*** EXERCISE DATA ***

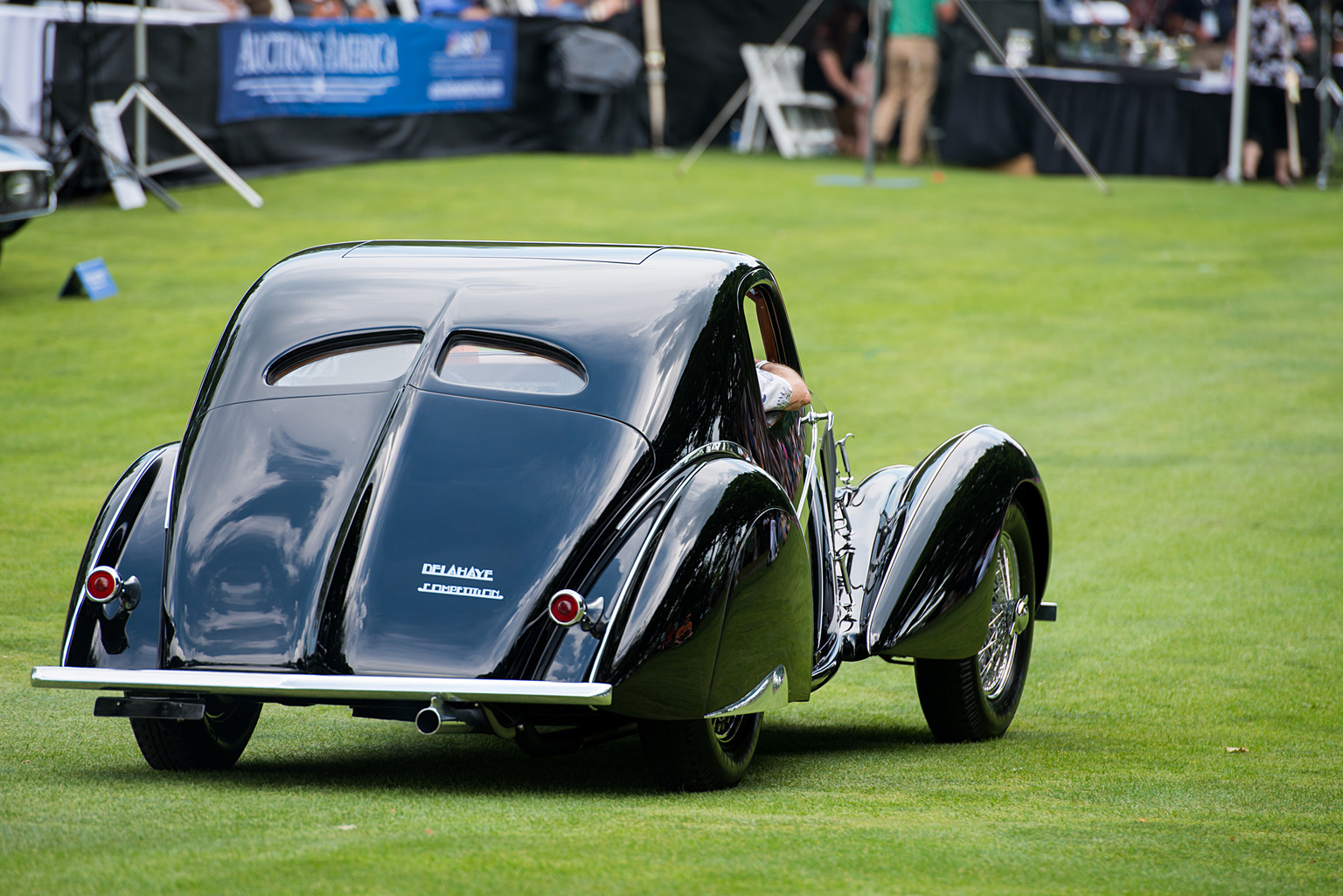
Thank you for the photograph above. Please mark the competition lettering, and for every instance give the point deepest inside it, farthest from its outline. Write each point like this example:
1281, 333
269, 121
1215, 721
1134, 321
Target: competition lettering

***
*** EXERCISE DATA ***

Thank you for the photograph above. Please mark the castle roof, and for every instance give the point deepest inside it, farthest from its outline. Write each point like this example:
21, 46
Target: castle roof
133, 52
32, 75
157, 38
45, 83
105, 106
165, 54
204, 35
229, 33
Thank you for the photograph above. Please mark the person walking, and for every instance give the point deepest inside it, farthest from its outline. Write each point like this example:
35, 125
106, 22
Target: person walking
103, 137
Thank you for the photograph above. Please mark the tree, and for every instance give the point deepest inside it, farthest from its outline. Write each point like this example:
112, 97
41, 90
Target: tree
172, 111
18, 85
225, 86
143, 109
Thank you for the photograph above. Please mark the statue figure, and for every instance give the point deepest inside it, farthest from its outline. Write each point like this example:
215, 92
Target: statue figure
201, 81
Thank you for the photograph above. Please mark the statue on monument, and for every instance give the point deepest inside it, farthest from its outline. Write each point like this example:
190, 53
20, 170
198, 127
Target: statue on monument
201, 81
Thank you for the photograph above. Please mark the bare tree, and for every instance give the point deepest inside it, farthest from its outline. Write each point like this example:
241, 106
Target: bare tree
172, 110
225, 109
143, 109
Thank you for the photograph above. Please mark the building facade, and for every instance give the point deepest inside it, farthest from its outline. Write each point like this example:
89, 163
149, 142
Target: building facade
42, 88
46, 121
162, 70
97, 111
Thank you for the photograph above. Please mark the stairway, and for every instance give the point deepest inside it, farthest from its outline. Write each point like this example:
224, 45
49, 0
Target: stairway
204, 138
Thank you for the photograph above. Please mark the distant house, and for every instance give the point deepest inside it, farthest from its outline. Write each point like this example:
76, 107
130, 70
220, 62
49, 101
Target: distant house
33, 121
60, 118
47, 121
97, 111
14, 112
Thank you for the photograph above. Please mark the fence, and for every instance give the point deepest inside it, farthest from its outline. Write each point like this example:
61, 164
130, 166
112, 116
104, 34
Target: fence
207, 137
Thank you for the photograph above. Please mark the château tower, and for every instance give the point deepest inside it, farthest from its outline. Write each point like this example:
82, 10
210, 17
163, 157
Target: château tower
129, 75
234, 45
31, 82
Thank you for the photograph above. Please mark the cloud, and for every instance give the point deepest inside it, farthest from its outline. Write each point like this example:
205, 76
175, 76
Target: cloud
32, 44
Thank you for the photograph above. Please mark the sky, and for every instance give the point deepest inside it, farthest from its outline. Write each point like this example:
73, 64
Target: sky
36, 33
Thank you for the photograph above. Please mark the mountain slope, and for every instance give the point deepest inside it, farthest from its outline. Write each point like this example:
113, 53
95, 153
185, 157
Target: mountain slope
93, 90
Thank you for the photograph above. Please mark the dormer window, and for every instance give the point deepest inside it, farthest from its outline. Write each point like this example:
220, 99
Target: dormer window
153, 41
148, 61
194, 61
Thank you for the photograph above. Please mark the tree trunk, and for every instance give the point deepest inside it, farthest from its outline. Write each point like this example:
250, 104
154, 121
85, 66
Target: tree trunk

***
*** EXERCISE DATA ***

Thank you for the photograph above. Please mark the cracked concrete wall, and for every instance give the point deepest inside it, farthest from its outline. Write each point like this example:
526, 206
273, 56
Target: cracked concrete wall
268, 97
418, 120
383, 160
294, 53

***

**EXERCISE AIM:**
For each line above that contains the word "lettering", give the line as it is written.

**ANSWER FOR THIS EXERCISE:**
Thank you for the photograph above. Please mark the competition lettering, and for every instance give the point deepest inside it, farthest from its outline. Write each point like this example:
Target: competition lettering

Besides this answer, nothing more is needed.